**Gestellte Aufgabe 1**
Können Sie das Interview mit dem Tennisprofi Nico Langmann Wort für Wort vollständig wiedergeben?

**Textauszug**
= = = =

Die Presse: Seit Herbst des Vorjahres sind Sie Heeressportler, trainieren mit Ihrem Coach Oliver Hagenauer im Westen Wiens. Wie meint es das Leben als Tennisprofi mit Ihnen?

Nico Langmann: Es ist schwieriger, als sich viele vorstellen. Ich reise zwar zu vielen Turnieren, aber es ist nicht so, dass man dabei irgendetwas von der Welt sieht. Das ist auch nicht der Sinn der Sache. Ich bin auf Dienstreisen, es geht darum, Leistung abzuliefern. Es ist auch emotional ein sehr anstrengendes Geschäft. Nach jedem Match, nachdem du drei Stunden Mann gegen Mann gekämpft hast, gilt es, den Fokus wieder neu aufzubauen. Aber es ist ein wunderbares Leben, ich möchte es nicht missen.

Bei Ihrem Heimturnier vor einer Woche haben Sie erstmals den Sprung in die Top 20 der Weltrangliste geschafft. Wie hart war der Weg dorthin?

Sehr hart. Nach den Paralympics in Rio, bei denen ich in der ersten Runde verlor, sah ich viele Probleme vor mir, aber keine Lösungen. Ich habe nicht gewusst, wie ich mit so einer Nervosität umgehen soll, wie ich meinen Fokus halten kann. Viele offene Fragen ohne wirkliche Antworten.

Was hat sich seither verändert?

Ich habe mich von Grund auf neu definiert, meine ganze Persönlichkeit auf dem Platz, mein ganzes Spiel. Ich habe damit begonnen, mich 24 Stunden am Tag mit Tennis zu beschäftigen. Es ist wirklich so: Du musst ein Stier auf dem Platz sein, ein echter Rafael Nadal, kämpfen, kämpfen, kämpfen. Denn im Endeffekt ist es ein Zweikampf. Alle Spieler auf der Tour fliegen rund um die Welt, um andere Leute zu schlagen, das ist nun einmal unser Geschäft. Aber abseits des Platzes bin ich immer noch ein netter Bursche. (lacht)

= = = =

**Gestellte Aufgabe 2**
Können Sie den Abschnitt der Zeilen weiter unten, der mit der Zeile beginnt, die „search: 3 logo on shorts“ enthält, und mit der Zeile endet, die „top-left (650, 200), bottom-right (670, 220)“ enthält, als JSON-Liste von Zeichenketten umschreiben? Beide Grenzzeilen gehören dazu, jede Zeile wird ein Eintrag, und Leerzeilen entfallen.

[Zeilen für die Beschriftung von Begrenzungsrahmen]
= = = =

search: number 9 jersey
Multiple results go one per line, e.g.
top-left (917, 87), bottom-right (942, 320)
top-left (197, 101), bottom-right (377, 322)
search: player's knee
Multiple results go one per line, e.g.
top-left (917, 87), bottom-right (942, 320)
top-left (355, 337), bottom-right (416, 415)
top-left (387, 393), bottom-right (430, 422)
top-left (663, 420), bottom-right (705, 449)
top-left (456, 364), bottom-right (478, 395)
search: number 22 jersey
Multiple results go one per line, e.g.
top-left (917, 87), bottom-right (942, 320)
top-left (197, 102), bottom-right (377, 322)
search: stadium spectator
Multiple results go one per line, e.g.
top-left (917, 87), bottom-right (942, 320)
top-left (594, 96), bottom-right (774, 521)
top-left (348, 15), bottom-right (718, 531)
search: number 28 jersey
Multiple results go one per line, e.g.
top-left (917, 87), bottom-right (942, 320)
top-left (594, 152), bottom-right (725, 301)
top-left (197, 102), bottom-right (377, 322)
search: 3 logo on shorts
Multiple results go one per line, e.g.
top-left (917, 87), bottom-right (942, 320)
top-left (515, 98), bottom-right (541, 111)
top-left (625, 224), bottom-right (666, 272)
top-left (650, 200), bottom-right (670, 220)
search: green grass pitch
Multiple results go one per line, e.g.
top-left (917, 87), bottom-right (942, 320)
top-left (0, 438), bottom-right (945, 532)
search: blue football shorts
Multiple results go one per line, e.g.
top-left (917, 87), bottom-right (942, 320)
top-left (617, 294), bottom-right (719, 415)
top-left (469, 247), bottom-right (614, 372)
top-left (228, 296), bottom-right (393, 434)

= = = =

**Erwartete Antwort 1**
Die Presse: Seit Herbst des Vorjahres sind Sie Heeressportler, trainieren mit Ihrem Coach Oliver Hagenauer im Westen Wiens. Wie meint es das Leben als Tennisprofi mit Ihnen?

Nico Langmann: Es ist schwieriger, als sich viele vorstellen. Ich reise zwar zu vielen Turnieren, aber es ist nicht so, dass man dabei irgendetwas von der Welt sieht. Das ist auch nicht der Sinn der Sache. Ich bin auf Dienstreisen, es geht darum, Leistung abzuliefern. Es ist auch emotional ein sehr anstrengendes Geschäft. Nach jedem Match, nachdem du drei Stunden Mann gegen Mann gekämpft hast, gilt es, den Fokus wieder neu aufzubauen. Aber es ist ein wunderbares Leben, ich möchte es nicht missen.

Bei Ihrem Heimturnier vor einer Woche haben Sie erstmals den Sprung in die Top 20 der Weltrangliste geschafft. Wie hart war der Weg dorthin?

Sehr hart. Nach den Paralympics in Rio, bei denen ich in der ersten Runde verlor, sah ich viele Probleme vor mir, aber keine Lösungen. Ich habe nicht gewusst, wie ich mit so einer Nervosität umgehen soll, wie ich meinen Fokus halten kann. Viele offene Fragen ohne wirkliche Antworten.

Was hat sich seither verändert?

Ich habe mich von Grund auf neu definiert, meine ganze Persönlichkeit auf dem Platz, mein ganzes Spiel. Ich habe damit begonnen, mich 24 Stunden am Tag mit Tennis zu beschäftigen. Es ist wirklich so: Du musst ein Stier auf dem Platz sein, ein echter Rafael Nadal, kämpfen, kämpfen, kämpfen. Denn im Endeffekt ist es ein Zweikampf. Alle Spieler auf der Tour fliegen rund um die Welt, um andere Leute zu schlagen, das ist nun einmal unser Geschäft. Aber abseits des Platzes bin ich immer noch ein netter Bursche. (lacht)

**Erwartete Antwort 2**
[
  "search: 3 logo on shorts",
  "Multiple results go one per line, e.g.",
  "top-left (917, 87), bottom-right (942, 320)",
  "top-left (515, 98), bottom-right (541, 111)",
  "top-left (625, 224), bottom-right (666, 272)",
  "top-left (650, 200), bottom-right (670, 220)"
]